↓

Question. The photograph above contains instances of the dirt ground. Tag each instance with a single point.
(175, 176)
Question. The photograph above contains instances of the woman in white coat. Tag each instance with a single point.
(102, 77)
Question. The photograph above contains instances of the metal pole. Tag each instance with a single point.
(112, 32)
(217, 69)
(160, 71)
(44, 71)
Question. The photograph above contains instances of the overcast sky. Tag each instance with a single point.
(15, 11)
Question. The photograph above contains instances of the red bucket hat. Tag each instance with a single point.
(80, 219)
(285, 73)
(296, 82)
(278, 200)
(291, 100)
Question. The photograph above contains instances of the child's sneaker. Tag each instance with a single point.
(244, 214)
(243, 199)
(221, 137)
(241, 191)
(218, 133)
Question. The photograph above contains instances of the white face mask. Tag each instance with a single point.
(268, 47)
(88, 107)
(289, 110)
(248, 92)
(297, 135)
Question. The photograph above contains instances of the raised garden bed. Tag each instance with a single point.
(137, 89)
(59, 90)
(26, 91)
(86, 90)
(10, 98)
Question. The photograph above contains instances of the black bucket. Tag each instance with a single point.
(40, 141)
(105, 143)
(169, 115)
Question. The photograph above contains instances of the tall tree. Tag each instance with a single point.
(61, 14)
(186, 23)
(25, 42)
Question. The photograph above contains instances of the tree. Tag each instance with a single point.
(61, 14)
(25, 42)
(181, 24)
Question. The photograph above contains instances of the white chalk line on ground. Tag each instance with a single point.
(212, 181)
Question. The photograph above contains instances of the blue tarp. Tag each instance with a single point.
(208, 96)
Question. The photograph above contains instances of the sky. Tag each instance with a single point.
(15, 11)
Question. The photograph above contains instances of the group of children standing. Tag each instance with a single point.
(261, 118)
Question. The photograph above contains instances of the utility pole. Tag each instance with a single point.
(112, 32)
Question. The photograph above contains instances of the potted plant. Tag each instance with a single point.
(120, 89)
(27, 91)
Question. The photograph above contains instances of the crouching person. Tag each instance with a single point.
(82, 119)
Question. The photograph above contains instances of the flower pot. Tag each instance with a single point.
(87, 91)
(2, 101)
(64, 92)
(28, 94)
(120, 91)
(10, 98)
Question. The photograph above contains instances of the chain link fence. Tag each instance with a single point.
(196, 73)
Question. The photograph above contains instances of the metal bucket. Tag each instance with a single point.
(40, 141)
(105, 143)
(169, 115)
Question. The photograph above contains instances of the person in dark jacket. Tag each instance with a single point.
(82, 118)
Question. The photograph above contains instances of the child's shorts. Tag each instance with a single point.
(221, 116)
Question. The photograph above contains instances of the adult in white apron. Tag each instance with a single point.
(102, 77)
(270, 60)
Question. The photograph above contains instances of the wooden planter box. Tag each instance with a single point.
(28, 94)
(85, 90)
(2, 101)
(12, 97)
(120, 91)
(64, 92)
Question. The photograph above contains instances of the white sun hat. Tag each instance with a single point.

↑

> **YOUR OBJECTIVE**: All of the material needs to be reproduced exactly as it reads.

> **TASK ANSWER**:
Question. The photograph above contains instances of the dirt ground. Tag each instance with a single point.
(175, 176)
Question. The photograph above contains instances of the woman in white coat. Tag each instance with a single point.
(102, 77)
Question. The photograph above contains instances of the metal pole. Tag each instance with a single point.
(112, 32)
(217, 69)
(160, 71)
(44, 71)
Question. The photograph above contains instances of the overcast sky. Tag each instance with a single point.
(15, 11)
Question. The photograph above contains instances of the red bucket hat. Tag each instance with a single point.
(80, 219)
(285, 73)
(296, 82)
(278, 200)
(291, 100)
Question. The photograph above contains instances of the child's sneaker. Tag each instance with a single point.
(244, 214)
(243, 199)
(221, 137)
(241, 191)
(218, 133)
Question. The photograph above contains instances of the white face mask. Tag each instance with a single point.
(268, 47)
(88, 107)
(289, 110)
(248, 92)
(297, 135)
Question. The photograph above contains instances of the raised garden bed. Tag each instance with a single point.
(137, 89)
(59, 90)
(26, 91)
(86, 90)
(10, 98)
Question. The photograph above contains instances of the black bucket. Tag each instance with a single point.
(40, 141)
(105, 143)
(169, 115)
Question. The photograph above contains instances of the tall tree. Tag each instance with a single point.
(61, 14)
(186, 23)
(25, 42)
Question. The photograph above contains instances of the tree. Tag each instance with a single point.
(61, 14)
(25, 42)
(181, 24)
Question. The photograph above contains instances of the white chalk line on ground. Tag each instance with a single point.
(212, 181)
Question. The photograph above contains instances of the blue tarp. Tag each instance with a single point.
(208, 96)
Question. The photograph above contains instances of the sky. Tag each instance with a single point.
(15, 11)
Question. The photograph above contains instances of the group of children standing. Tag each instance with a single point.
(261, 118)
Question. The photograph above contains instances of the utility pole. Tag each instance with a single point.
(112, 32)
Question. The photograph above contains instances of the potted plant. Tag each instance with a single point.
(120, 89)
(27, 91)
Question. The photograph above contains instances of the crouching person. Tag each instance with a single point.
(82, 119)
Question. The photograph above contains instances of the flower pot. Tag each instance with a single point.
(87, 91)
(2, 101)
(64, 92)
(28, 94)
(120, 91)
(10, 98)
Question. The photograph above contains instances of the chain link fence. Tag each instance with a single point.
(196, 73)
Question. The photograph above contains instances of the metal bucket. Tag each instance with a single point.
(40, 141)
(105, 143)
(169, 115)
Question. The photograph above contains instances of the person in dark jacket. Tag each instance with a single point.
(82, 118)
Question. The photograph above contains instances of the child's shorts. Tag each instance with a single point.
(221, 116)
Question. The photograph above contains instances of the adult in white apron. Tag each instance with a single point.
(102, 77)
(270, 60)
Question. The photograph above contains instances of the wooden planter box. Tag each instance with a single point.
(28, 94)
(85, 90)
(2, 101)
(12, 97)
(120, 91)
(64, 92)
Question. The photograph above contains instances of the white sun hat. Tag each instance with a single point.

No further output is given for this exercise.